• _Exercise prompt_
Every line from the one containing "blue ice surface." to the final line of the material below must be reproduced exactly; leave out all other lines.

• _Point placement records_
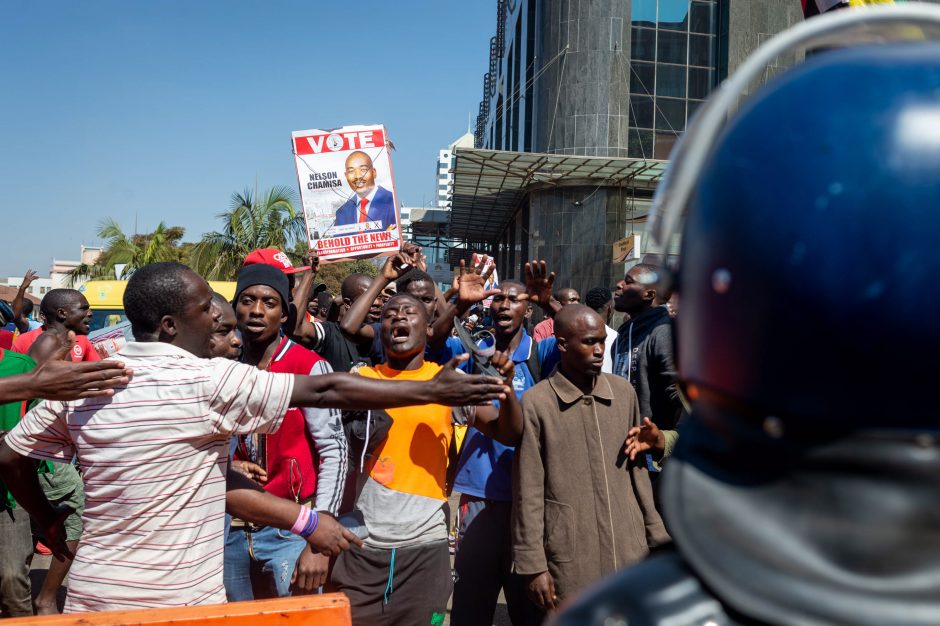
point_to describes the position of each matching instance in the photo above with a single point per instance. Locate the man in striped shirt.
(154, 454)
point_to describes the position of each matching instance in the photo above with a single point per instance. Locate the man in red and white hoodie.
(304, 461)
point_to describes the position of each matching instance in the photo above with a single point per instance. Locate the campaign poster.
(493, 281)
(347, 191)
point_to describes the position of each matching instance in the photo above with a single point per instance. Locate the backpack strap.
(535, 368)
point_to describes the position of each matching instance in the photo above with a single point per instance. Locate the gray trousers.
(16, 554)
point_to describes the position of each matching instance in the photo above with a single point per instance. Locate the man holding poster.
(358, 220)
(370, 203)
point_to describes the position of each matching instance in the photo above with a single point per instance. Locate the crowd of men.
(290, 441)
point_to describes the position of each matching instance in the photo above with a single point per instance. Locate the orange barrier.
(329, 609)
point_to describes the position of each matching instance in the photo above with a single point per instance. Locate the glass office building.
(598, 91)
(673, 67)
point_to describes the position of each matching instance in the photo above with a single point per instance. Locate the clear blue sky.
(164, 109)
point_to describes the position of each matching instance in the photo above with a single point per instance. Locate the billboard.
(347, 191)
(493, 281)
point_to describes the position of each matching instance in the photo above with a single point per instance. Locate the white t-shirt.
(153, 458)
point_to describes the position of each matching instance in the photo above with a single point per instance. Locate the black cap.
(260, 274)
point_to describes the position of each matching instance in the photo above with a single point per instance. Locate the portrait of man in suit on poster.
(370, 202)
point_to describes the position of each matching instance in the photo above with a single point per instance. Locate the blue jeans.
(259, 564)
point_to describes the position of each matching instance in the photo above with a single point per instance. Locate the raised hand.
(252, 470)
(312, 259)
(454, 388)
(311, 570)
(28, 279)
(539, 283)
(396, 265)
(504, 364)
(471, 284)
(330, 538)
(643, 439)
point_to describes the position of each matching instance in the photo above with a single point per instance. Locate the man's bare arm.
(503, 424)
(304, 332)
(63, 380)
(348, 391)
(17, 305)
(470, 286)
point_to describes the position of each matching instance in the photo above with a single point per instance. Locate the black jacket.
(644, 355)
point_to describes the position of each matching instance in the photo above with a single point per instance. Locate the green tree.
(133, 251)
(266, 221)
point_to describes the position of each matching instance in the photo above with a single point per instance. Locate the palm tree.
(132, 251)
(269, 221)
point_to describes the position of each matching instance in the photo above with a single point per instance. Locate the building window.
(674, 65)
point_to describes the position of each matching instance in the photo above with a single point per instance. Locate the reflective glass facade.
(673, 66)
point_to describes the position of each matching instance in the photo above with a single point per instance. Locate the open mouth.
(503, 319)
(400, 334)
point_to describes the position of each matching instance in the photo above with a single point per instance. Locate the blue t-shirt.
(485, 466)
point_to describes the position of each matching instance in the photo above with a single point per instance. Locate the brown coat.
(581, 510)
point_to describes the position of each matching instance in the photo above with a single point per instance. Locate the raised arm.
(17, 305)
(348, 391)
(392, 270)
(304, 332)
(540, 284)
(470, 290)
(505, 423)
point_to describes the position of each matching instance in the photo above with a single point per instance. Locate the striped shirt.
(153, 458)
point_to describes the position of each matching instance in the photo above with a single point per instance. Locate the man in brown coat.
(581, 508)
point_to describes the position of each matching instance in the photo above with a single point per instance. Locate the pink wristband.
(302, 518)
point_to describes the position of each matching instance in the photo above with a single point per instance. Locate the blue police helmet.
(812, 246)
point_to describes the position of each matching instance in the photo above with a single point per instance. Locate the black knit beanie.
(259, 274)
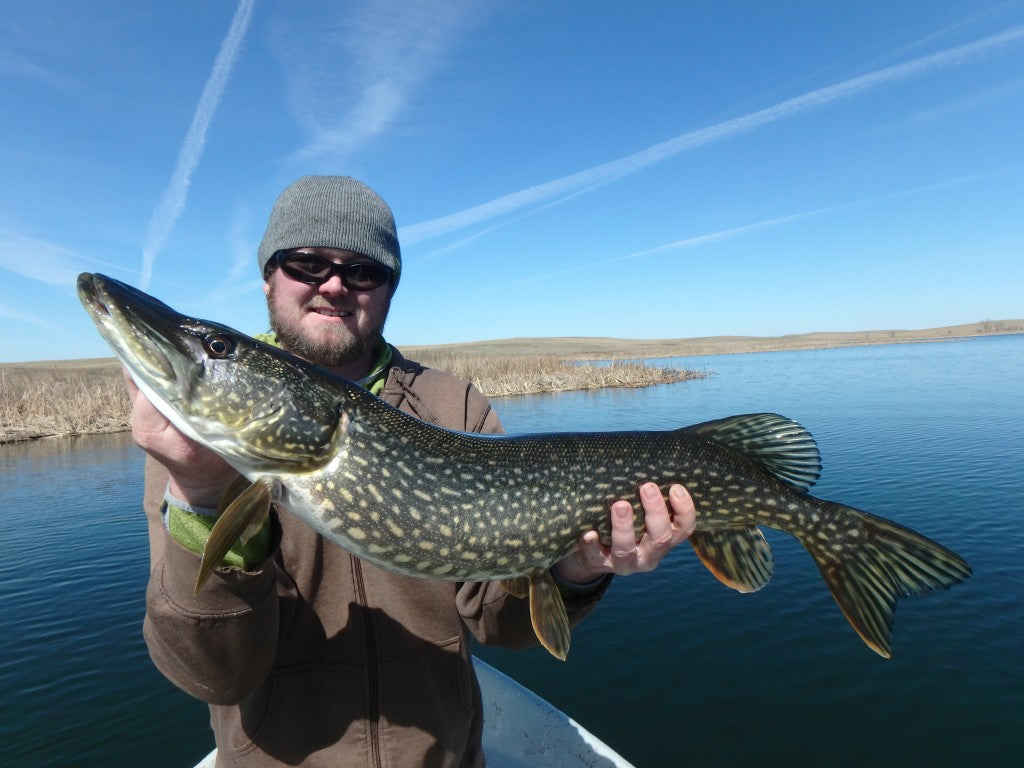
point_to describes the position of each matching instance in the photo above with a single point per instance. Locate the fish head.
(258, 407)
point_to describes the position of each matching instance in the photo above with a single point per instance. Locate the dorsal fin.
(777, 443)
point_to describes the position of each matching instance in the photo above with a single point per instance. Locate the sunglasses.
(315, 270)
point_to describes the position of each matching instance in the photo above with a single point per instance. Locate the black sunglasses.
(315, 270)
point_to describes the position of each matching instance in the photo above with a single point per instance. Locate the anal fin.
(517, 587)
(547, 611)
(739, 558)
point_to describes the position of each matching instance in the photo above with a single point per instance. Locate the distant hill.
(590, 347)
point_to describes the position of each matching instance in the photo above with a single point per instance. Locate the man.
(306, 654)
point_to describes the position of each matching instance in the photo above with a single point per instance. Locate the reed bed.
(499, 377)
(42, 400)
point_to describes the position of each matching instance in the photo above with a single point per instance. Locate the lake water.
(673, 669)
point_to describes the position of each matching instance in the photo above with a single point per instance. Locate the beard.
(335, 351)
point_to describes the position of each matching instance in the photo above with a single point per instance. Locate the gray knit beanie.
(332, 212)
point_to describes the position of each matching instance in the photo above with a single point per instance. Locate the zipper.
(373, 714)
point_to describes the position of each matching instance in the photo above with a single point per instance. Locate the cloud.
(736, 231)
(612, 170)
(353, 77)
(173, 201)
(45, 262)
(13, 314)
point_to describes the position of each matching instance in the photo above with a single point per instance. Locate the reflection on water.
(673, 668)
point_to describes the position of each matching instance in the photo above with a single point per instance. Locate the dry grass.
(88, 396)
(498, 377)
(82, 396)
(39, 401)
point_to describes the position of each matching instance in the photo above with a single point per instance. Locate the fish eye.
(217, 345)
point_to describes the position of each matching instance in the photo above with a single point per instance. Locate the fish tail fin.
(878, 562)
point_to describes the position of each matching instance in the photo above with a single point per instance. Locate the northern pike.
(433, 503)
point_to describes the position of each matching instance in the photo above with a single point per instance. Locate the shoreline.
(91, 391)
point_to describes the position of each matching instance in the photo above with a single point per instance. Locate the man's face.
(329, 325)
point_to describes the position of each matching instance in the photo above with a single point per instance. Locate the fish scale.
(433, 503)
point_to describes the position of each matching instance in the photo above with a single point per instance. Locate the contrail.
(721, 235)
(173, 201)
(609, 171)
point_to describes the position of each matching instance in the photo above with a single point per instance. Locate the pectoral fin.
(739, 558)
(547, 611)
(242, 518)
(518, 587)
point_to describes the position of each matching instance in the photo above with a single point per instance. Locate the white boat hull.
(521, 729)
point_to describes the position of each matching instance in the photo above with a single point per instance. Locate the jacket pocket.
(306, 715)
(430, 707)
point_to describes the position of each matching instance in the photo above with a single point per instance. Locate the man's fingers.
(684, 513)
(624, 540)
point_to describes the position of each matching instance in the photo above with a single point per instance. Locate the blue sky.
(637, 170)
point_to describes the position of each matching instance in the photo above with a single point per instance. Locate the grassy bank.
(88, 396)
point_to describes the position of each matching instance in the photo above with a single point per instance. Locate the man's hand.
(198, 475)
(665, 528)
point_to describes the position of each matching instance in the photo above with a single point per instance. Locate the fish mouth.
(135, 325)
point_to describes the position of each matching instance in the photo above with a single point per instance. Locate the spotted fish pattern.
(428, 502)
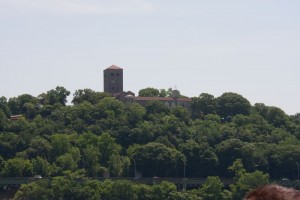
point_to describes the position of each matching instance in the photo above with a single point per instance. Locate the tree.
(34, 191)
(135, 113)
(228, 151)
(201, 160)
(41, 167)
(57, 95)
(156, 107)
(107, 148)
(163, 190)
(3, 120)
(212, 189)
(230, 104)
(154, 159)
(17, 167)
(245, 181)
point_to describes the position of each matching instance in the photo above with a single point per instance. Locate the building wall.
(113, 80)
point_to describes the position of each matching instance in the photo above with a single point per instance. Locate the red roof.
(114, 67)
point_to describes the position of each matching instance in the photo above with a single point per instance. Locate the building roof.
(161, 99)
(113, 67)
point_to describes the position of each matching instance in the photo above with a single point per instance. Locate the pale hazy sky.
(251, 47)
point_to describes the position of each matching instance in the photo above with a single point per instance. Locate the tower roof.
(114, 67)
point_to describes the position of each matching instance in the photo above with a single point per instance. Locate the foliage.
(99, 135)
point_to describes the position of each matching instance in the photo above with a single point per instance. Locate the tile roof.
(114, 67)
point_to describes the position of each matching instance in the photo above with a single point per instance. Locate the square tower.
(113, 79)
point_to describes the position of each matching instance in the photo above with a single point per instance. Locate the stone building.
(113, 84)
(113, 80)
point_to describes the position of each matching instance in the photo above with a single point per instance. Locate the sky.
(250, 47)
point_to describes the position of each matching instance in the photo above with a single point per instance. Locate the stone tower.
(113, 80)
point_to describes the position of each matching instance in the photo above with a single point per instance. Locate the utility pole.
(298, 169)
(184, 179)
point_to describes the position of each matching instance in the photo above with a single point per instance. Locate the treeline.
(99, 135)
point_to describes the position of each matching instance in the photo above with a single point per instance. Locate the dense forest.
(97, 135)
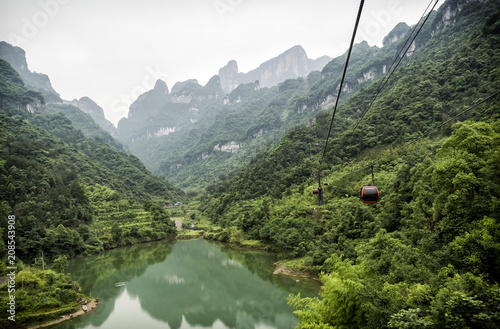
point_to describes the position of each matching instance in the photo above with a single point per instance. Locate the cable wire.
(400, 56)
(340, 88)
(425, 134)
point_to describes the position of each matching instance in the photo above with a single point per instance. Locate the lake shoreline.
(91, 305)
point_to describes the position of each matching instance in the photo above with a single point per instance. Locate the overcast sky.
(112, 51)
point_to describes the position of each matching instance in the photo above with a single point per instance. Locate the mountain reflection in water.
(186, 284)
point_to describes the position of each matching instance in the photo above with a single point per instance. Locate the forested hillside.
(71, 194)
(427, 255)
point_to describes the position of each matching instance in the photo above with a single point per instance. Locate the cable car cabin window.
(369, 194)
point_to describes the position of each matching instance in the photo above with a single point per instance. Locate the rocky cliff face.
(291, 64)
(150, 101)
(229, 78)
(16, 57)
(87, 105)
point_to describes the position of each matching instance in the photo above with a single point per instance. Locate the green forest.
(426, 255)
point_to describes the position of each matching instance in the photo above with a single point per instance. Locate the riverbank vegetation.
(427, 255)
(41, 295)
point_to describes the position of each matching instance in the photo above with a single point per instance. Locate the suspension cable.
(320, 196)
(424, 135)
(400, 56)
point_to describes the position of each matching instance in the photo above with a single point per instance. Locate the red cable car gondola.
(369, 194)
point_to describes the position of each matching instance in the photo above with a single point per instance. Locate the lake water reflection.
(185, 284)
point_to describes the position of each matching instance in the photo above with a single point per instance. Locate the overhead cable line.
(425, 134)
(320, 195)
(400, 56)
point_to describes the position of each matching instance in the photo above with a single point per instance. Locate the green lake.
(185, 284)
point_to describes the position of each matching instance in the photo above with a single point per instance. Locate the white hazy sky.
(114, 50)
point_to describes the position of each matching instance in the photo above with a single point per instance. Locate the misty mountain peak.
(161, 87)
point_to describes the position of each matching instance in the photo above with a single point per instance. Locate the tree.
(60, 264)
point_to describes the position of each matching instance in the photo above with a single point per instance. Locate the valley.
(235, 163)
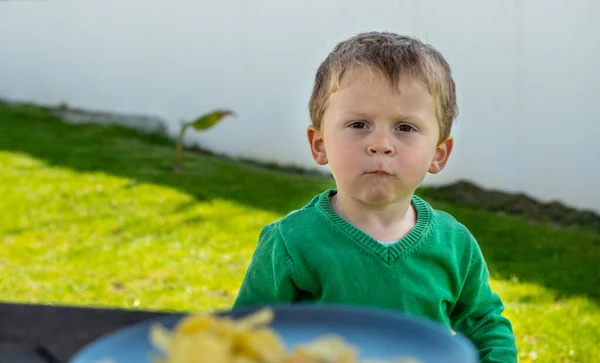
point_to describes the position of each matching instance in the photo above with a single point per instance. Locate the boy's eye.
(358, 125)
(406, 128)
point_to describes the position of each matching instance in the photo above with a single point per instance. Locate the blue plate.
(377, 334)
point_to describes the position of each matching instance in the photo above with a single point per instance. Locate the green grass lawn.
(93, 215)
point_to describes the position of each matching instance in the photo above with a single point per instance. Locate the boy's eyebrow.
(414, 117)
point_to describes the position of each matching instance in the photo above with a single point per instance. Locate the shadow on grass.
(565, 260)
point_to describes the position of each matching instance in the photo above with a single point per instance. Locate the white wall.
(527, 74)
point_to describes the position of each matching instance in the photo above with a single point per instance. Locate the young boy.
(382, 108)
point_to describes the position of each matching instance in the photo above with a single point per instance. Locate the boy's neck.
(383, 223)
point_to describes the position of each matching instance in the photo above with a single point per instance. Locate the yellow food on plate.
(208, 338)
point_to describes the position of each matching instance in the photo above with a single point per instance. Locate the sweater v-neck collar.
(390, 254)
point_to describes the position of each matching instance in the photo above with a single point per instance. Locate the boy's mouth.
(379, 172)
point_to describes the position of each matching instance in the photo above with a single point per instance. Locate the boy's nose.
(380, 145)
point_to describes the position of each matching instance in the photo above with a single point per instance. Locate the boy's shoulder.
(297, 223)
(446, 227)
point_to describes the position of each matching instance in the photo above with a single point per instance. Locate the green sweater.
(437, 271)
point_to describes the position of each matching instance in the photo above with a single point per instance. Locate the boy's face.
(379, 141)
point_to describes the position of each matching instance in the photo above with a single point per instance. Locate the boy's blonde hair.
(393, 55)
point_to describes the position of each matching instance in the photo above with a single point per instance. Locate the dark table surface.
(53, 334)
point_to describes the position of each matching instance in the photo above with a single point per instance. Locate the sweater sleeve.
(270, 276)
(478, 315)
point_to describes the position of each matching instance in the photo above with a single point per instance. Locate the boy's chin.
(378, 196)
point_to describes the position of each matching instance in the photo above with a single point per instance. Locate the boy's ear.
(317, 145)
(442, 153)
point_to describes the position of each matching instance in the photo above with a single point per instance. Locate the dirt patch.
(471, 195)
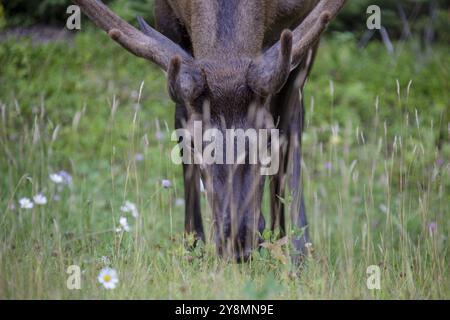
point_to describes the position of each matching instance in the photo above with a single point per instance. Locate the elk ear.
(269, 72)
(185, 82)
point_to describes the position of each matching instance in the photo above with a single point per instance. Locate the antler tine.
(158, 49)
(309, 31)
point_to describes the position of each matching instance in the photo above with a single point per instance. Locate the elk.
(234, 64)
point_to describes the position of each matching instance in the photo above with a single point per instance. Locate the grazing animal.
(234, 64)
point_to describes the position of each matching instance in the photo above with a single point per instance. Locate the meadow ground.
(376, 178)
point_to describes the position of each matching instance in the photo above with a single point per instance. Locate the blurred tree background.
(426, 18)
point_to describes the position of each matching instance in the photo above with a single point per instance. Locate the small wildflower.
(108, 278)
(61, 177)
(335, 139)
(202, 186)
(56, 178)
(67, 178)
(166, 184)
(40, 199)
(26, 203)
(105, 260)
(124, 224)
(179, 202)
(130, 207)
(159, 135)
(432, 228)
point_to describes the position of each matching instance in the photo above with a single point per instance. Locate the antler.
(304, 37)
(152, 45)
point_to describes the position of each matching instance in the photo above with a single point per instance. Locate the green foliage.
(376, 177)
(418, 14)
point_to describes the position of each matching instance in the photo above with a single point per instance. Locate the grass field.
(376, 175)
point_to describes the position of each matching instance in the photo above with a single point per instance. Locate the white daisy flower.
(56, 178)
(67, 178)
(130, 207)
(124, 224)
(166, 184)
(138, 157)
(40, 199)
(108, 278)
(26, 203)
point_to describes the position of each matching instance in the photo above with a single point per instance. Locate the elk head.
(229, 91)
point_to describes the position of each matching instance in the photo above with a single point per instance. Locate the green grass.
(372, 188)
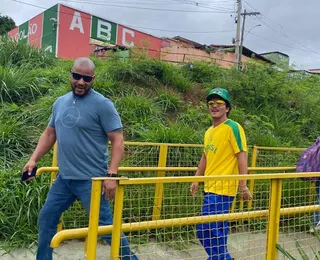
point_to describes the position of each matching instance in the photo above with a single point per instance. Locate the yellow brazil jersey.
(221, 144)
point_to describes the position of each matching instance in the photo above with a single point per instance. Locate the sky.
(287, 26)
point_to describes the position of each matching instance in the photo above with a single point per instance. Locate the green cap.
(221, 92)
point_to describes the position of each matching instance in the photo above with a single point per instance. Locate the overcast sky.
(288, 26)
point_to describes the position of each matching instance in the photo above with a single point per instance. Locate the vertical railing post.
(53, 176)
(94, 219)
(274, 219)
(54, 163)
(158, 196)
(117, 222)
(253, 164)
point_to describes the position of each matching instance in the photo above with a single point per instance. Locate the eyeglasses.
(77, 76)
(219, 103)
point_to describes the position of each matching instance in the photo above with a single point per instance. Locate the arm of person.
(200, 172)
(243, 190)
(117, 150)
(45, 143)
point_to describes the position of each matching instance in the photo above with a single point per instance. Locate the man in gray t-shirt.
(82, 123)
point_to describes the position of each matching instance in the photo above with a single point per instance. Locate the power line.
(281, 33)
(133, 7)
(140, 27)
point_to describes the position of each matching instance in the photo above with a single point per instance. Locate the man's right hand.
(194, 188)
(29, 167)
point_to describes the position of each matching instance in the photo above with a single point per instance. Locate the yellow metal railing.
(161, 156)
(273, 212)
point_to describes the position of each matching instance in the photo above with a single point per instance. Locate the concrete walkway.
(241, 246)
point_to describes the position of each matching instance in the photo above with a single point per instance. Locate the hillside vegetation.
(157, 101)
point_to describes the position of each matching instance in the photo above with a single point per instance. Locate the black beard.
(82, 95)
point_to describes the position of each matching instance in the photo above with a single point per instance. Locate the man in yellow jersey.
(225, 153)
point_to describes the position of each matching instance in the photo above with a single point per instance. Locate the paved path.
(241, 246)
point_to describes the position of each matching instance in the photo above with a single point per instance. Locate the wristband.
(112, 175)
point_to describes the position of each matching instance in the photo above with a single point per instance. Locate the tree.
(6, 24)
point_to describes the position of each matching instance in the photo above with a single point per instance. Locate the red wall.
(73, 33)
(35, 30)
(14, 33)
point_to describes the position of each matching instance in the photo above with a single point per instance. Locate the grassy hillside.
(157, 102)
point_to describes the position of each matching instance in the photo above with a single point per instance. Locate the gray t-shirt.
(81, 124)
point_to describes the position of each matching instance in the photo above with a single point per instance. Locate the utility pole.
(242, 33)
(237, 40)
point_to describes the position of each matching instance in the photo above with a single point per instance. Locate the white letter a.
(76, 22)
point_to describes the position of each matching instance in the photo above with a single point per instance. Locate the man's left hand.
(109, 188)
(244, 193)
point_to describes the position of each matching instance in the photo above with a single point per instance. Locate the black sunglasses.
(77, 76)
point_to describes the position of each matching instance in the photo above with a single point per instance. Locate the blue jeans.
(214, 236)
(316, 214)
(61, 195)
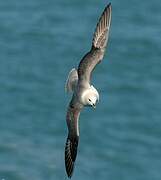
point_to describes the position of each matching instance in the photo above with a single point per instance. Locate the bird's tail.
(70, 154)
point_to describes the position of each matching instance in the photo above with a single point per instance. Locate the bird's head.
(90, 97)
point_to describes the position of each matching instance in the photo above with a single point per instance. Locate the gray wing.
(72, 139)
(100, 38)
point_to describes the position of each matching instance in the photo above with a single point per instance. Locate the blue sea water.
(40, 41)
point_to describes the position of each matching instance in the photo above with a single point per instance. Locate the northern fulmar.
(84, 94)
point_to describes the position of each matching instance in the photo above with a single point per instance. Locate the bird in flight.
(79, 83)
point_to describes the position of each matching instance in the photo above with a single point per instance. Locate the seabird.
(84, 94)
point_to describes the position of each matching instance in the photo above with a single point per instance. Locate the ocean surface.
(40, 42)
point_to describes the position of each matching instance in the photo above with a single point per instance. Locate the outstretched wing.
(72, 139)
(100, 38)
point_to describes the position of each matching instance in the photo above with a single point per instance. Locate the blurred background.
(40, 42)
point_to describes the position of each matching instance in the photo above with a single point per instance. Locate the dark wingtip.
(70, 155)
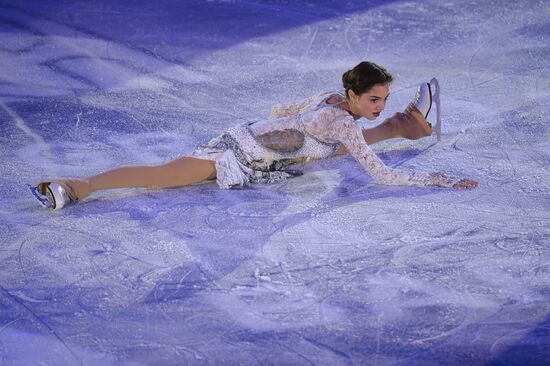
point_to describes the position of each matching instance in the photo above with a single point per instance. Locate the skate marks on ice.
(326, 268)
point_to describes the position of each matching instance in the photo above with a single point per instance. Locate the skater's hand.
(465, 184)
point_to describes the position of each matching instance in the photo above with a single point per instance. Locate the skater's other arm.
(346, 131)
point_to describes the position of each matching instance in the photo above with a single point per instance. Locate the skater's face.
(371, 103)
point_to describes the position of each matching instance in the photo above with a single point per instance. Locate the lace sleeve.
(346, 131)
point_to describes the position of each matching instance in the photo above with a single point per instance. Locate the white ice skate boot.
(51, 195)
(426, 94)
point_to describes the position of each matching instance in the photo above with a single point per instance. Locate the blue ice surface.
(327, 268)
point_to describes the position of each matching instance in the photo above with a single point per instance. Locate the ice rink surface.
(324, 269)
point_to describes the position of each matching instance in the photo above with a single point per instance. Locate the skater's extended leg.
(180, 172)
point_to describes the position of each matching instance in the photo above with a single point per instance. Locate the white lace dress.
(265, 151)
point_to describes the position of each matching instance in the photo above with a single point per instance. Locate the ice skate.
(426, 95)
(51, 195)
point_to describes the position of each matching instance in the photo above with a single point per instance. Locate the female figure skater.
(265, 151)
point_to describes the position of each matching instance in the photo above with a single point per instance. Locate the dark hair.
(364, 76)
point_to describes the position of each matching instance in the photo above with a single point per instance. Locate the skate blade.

• _Output_
point_to describes the position of each matching instance in the photo above with a single point per instance. Locate the blue ice surface.
(327, 268)
point_to describes the position of each matching instance in the photo above with a single point per instance. Locate the ice rink surface.
(324, 269)
point_to describes the position of each matching instance in the photo above with a single point per instance. Locate the skater's extended leg.
(180, 172)
point_to describes the position of each matching instance in the photo above with a single point per instance. Locate the white lace dress.
(265, 151)
point_to describes the position of each matching instance in the photo above with a single point per instance. Locate the ice skate.
(426, 95)
(51, 195)
point_to describes the position of each matching instance in the photo above with a single point per instance. Locate the female figure skater.
(265, 151)
point_to describes the position of each matching instance in the photo above with a single point per instance. Locate the dark hair.
(364, 76)
point_to describes the position of each matching instance in the photo above with a single point per instance. Locate the skate blade.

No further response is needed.